◆ **WORK TASK**: Transcribe the entries below exactly.

===== PROVIDED DATA

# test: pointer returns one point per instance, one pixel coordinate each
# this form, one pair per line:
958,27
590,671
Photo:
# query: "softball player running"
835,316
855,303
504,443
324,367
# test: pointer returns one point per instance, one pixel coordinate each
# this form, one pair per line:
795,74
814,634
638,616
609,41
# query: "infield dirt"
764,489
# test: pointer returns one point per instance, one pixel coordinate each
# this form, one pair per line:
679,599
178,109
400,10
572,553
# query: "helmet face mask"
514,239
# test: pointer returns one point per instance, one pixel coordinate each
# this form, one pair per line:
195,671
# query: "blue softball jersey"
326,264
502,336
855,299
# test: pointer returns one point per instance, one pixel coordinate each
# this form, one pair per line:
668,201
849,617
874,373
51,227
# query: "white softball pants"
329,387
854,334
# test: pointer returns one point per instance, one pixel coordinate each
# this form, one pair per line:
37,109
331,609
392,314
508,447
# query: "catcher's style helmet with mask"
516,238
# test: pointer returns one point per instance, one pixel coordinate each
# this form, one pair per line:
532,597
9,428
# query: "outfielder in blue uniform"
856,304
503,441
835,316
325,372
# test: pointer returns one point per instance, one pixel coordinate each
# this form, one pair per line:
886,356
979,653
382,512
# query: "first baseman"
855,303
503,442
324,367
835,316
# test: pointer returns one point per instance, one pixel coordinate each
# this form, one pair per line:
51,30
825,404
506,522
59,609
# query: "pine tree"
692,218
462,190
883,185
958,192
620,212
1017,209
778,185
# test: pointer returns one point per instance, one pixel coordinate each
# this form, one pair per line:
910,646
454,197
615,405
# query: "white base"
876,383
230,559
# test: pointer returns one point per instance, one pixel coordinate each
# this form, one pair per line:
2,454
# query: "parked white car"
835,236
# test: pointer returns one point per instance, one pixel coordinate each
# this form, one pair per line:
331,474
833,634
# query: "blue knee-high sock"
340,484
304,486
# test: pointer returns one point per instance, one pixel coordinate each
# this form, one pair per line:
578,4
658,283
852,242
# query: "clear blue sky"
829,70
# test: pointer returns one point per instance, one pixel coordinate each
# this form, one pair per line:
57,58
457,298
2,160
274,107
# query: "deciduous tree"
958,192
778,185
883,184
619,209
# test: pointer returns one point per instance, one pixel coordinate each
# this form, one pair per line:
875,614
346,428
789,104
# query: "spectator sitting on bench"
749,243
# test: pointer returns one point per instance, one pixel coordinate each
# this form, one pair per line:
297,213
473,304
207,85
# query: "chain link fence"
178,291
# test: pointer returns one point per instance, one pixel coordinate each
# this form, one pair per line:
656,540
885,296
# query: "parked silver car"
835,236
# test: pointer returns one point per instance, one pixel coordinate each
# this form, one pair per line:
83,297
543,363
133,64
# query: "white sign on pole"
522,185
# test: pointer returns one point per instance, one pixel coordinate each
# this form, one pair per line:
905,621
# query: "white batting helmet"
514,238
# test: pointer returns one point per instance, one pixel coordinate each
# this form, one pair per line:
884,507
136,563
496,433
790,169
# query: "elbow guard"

==========

◆ **EXERCISE RESPONSE**:
# test: pointer returns one point per instance, one pixel coordinate each
# this form, one pair per line:
958,27
590,671
Photo:
# query: "softball player running"
835,316
855,303
504,443
324,367
# test: pointer returns one point per instance, one pixel coordinate each
# this form, one pair per line:
795,74
814,634
638,616
609,41
# query: "infield dirt"
764,489
# test: pointer returns one point per instance, one pixel coordinate each
# this form, one pair per line:
679,599
178,109
400,10
572,553
# query: "helmet face mask"
514,239
# test: pointer returns one point per instance, one pixel coordinate each
# this form, one pair per line:
195,671
# query: "blue softball jersey"
326,264
502,336
855,299
# test: pointer returns one point per instance, one pixel coordinate each
# this form, one pair per line:
668,201
849,617
874,373
51,227
# query: "white softball pants"
329,387
854,334
# test: pointer returns one point per instance, one pixel coordinate each
# this form, one pair per line:
37,109
331,609
392,314
508,447
# query: "catcher's style helmet with mask"
516,238
# test: pointer returns one point per instance, one pixel coordinate each
# this form, one pair per line:
532,597
9,428
# query: "outfielder in blue uniform"
856,304
503,441
835,316
325,372
# test: pointer returns one point per instance, one pixel coordinate each
# this form, one pair per line:
886,356
979,653
382,512
# query: "first baseman"
855,303
503,442
324,367
835,316
# test: pointer returns one point per instance, one pixel coordinate each
# this form, one pair per line:
51,30
825,404
506,522
59,609
# query: "pine tree"
692,218
462,190
883,185
958,192
620,212
1017,209
778,185
# test: pointer returns one point per instance, one pixel coordinate each
# this form, one pair per line:
910,646
454,197
615,405
# query: "white base"
876,383
230,559
# test: pointer returns one point per instance, one pixel coordinate each
# this form, one pair per line:
2,454
# query: "parked white car"
835,236
# test: pointer returns one point per instance, one pixel coordinate each
# this form, one pair per line:
331,474
833,634
# query: "blue knee-high sock"
340,484
304,486
# test: pointer returns one point per instance, one pixel coordinate each
# this form, one pair per line:
578,4
658,283
852,242
# query: "clear blue sky"
829,70
# test: pointer returns one point per instance, one pixel coordinate each
# this form, one pair per line:
57,58
457,298
2,160
274,107
# query: "deciduous tree"
958,192
778,185
883,184
619,209
# test: pointer returns one point per instance, one pixel coordinate each
# this form, one pair per line:
875,614
346,428
789,104
# query: "spectator sitting on bench"
749,243
# test: pointer returns one point per instance, one pixel coordinate each
# this form, one pair per line:
297,213
473,304
207,85
# query: "chain link fence"
178,291
# test: pointer returns one point per instance, one pixel coordinate each
# this form, one pair per line:
656,540
885,296
# query: "parked silver car"
835,236
# test: pointer returns one point per instance, one pixel coordinate each
# this form, one pair per line:
83,297
543,363
133,64
# query: "white sign on pole"
522,185
# test: pointer returns one point per instance, one pixel coordinate each
# this form, one pair per line:
905,621
# query: "white batting helmet"
514,238
# test: pointer returns one point per instance, one pixel coordinate each
# this form, one pair per line:
884,507
136,563
496,433
790,169
# query: "elbow guard"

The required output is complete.